◆ Problem to solve ◆
Copy every one of the rows below word for word, omitting the pictures from your answer.

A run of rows
· · · ·
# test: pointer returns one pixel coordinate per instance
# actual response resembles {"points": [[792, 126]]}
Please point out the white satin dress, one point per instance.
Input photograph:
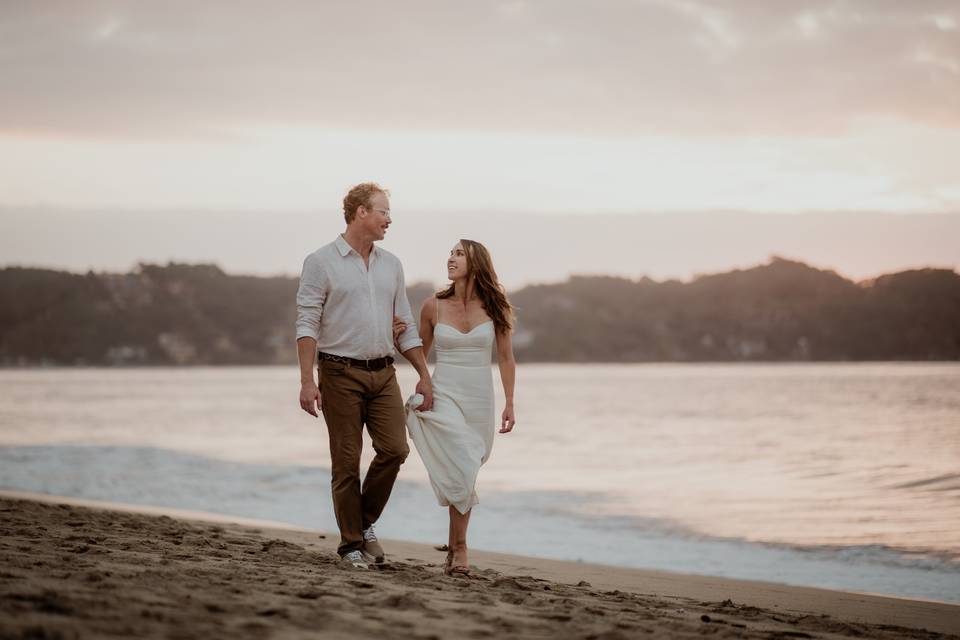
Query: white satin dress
{"points": [[455, 437]]}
· · · ·
◆ Solved problem ◆
# test: pointer returns one pixel coordinate per instance
# actual response resembles {"points": [[792, 126]]}
Please point out the white satin dress, one point per instance.
Input photograph:
Query: white satin dress
{"points": [[455, 437]]}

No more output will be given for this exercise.